§ **Assigned task**: Word for word, restate the records that appear below.

Data records
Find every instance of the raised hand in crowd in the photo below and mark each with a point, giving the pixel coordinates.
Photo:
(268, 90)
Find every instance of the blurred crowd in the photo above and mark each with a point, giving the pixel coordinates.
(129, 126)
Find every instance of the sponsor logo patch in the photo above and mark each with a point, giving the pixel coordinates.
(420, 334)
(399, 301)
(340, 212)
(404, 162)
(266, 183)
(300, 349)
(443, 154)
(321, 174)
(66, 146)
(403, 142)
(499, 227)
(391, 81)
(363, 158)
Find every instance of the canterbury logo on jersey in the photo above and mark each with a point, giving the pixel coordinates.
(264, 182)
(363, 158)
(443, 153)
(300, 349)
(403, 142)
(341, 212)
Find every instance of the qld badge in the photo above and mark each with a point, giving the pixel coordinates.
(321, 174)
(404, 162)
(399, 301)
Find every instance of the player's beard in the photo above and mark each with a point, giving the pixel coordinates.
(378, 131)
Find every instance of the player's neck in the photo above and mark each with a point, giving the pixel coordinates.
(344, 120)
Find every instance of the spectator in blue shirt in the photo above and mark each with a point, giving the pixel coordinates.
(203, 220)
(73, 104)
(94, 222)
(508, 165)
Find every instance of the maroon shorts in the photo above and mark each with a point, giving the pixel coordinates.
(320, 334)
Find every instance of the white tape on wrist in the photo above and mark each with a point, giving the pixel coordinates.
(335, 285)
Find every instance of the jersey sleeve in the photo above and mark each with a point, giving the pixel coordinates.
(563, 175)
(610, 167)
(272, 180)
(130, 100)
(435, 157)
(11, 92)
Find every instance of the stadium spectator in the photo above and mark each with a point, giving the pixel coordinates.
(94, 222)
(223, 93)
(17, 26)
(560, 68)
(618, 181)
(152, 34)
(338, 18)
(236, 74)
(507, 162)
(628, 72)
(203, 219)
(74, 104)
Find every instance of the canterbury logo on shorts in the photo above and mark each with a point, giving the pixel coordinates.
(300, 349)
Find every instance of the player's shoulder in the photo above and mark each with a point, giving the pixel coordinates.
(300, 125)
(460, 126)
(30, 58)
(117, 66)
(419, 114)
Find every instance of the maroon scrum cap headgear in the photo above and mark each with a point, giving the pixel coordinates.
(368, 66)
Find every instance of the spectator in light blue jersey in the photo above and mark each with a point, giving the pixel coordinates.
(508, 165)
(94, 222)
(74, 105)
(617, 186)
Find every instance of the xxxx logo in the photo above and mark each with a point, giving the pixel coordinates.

§ **Response for this exercise**:
Find every instance of the raised hand in crowd in the photo below and mark each with a point, giving the pixel coordinates.
Photo:
(268, 90)
Find every instance of the blurred crowd in the photo above and mark each with a point, giving the pixel coordinates.
(129, 126)
Find every instance of the sponsor logo patch in the photo above and mark each with a point, giving the pixel coordinates.
(420, 334)
(399, 301)
(340, 212)
(404, 162)
(266, 183)
(300, 349)
(443, 154)
(321, 174)
(66, 146)
(403, 142)
(499, 227)
(391, 81)
(363, 158)
Find every instance of the canterbury logo on jersey in the photo above and mark each with a point, giving the pixel coordinates.
(264, 182)
(363, 158)
(443, 153)
(300, 349)
(403, 142)
(341, 212)
Find every instance of the qld badge in the photo above and mark each with a point, giving the pixel coordinates.
(321, 174)
(404, 162)
(399, 301)
Find every instance of the player's beard in the photo above and mark each with a point, giving the pixel coordinates.
(378, 131)
Find every instance of the player's neck in the photo above and mark each with a point, giving the pixel coordinates.
(344, 120)
Find every instance of the spectator in blue shirt in the photo above and mark each with a point, giving the pixel coordinates.
(203, 220)
(73, 104)
(94, 222)
(508, 165)
Find every instance of the maroon shorts in the photo above and mark each with a point, giving the pixel coordinates.
(320, 334)
Find every instance of the white tape on wrist in the photo above and mark each with a point, giving the pixel coordinates.
(335, 285)
Find every instance of the jersey sleeve in the photo above and mark each with a point, giving the pixel coordinates.
(563, 175)
(610, 167)
(272, 180)
(130, 100)
(435, 157)
(11, 92)
Find every instance of the stadium spectator in the photo above and mark each with a point, giving the pixel coordinates.
(94, 222)
(223, 93)
(17, 26)
(560, 68)
(618, 181)
(152, 34)
(338, 18)
(236, 74)
(507, 162)
(628, 72)
(203, 219)
(74, 104)
Find every instance of the canterbury logo on shorts in the photo above and mark each with a point, giving the pixel coordinates.
(300, 349)
Find every instance of the player's shoulder in the photo above and mark each with a point, giving the pixel coordinates.
(300, 125)
(460, 126)
(30, 58)
(117, 66)
(419, 114)
Find every instance of the maroon scrum cap headgear in the photo above and mark each with a point, giving the pixel coordinates.
(368, 66)
Find every instance of the spectator in light blue jersey in the photo above and mark each with a point, giving the pixel coordinates.
(508, 165)
(94, 222)
(74, 105)
(617, 186)
Find every instance of the xxxx logo in the photo above and mark each with a point, giving the pixel coordinates.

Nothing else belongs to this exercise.